[Task statement]: Return, unchanged, the lines of the entries from the line containing "Return the outline of every instance of the wet" through the line containing "158 168 L 112", including both of those lines.

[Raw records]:
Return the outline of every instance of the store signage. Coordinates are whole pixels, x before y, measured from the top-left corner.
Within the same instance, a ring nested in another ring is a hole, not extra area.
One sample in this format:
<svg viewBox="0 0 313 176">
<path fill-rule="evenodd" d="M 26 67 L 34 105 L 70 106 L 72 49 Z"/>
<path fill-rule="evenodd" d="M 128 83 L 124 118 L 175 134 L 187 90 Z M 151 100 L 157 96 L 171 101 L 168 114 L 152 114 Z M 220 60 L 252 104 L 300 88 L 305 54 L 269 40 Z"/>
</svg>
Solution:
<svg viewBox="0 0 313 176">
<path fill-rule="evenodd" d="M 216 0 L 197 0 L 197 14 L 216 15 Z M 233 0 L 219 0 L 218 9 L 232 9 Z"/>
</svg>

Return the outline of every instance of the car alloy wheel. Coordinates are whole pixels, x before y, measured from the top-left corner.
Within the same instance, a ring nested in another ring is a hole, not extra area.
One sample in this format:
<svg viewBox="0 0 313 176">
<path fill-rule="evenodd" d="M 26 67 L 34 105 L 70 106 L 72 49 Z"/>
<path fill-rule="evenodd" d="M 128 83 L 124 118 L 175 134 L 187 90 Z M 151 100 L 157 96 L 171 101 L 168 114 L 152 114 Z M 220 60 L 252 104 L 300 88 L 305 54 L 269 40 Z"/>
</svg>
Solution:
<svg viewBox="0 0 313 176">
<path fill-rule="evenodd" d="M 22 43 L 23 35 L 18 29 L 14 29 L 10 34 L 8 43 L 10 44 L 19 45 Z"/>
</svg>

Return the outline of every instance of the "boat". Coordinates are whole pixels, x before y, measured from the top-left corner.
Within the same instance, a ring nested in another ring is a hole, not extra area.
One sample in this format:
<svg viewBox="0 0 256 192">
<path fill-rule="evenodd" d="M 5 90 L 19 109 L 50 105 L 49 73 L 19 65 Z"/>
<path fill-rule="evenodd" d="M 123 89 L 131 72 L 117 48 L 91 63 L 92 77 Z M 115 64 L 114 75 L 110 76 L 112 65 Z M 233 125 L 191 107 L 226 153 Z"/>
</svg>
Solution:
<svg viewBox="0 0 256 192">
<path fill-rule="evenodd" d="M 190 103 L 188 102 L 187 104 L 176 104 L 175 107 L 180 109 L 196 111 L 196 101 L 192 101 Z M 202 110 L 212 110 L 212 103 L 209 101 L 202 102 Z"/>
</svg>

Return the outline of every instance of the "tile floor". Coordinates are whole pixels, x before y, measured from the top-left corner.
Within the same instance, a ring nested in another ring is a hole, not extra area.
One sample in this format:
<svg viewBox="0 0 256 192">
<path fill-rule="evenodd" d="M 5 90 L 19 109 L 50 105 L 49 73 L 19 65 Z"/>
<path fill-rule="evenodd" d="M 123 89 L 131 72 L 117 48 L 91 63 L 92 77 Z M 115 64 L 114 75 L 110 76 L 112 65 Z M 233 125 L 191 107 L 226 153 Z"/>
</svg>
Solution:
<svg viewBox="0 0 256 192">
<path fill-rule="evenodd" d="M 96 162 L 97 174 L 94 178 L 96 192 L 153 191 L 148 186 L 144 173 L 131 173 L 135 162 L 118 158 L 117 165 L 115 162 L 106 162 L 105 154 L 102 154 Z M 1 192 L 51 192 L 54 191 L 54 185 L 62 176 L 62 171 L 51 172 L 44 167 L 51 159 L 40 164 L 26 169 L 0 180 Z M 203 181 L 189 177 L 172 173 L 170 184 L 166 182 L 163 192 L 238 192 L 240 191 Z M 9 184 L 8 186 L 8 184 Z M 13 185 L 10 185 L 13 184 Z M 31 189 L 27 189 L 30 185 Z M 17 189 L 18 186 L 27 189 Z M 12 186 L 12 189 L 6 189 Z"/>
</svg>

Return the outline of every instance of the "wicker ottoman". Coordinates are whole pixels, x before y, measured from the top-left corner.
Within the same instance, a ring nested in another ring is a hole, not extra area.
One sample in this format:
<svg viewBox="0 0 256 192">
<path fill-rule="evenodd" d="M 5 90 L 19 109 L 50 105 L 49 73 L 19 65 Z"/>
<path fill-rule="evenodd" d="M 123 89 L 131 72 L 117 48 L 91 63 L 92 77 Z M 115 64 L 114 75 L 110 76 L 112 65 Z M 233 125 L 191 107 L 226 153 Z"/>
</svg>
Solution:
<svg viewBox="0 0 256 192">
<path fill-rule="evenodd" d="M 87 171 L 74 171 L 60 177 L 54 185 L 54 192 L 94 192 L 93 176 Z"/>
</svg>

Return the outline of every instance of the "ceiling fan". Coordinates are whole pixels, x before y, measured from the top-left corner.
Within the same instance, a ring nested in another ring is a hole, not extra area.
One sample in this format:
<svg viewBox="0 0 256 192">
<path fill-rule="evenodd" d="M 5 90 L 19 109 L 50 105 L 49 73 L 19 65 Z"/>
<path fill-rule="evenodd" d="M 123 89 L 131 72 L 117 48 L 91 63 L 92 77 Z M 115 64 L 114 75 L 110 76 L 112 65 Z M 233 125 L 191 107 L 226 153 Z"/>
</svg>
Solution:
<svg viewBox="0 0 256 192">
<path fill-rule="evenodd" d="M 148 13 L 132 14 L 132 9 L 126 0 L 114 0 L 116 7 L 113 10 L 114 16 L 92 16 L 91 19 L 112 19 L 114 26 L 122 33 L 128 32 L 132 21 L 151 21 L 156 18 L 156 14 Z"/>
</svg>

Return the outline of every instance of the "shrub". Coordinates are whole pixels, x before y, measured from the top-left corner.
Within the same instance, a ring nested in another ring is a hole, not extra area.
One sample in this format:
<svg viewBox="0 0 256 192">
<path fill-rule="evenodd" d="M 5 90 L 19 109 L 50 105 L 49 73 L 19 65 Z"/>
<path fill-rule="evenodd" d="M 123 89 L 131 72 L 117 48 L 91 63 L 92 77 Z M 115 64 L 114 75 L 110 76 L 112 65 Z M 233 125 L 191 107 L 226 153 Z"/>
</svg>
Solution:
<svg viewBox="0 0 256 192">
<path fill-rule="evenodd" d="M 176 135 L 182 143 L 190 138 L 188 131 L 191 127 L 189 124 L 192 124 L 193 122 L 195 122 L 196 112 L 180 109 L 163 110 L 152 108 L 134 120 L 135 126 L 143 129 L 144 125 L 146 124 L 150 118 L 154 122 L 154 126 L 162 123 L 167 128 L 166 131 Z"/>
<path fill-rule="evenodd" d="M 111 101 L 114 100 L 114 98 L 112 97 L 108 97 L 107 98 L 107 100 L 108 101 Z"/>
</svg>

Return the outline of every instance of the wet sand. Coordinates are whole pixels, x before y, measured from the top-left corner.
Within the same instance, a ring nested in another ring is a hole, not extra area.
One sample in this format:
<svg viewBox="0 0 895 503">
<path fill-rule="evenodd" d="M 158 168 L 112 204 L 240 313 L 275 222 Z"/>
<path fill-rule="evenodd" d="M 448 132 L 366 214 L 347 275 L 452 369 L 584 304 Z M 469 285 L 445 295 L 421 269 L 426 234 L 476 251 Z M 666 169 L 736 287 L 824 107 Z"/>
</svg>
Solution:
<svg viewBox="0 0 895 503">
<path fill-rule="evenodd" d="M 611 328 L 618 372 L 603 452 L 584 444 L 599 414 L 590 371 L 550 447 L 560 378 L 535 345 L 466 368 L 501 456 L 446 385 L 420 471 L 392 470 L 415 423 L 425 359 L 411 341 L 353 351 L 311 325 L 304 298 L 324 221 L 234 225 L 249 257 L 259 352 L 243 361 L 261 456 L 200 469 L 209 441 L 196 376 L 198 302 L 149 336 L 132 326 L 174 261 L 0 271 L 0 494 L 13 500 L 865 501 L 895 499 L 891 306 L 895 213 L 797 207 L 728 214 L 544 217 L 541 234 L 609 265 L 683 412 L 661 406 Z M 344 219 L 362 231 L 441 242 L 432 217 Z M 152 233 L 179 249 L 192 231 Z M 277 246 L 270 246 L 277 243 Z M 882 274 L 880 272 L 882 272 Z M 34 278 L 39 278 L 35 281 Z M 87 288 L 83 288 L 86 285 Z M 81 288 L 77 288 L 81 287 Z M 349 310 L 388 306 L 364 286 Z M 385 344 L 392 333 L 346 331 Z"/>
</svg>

[Output below]:
Return the outline of every instance of the wet sand. Coordinates are whole pixels, x before y, measured from the top-left corner.
Within the same instance, a ring nested in another ring is a hole, not extra area.
One sample in this format:
<svg viewBox="0 0 895 503">
<path fill-rule="evenodd" d="M 158 168 L 112 204 L 240 313 L 275 222 Z"/>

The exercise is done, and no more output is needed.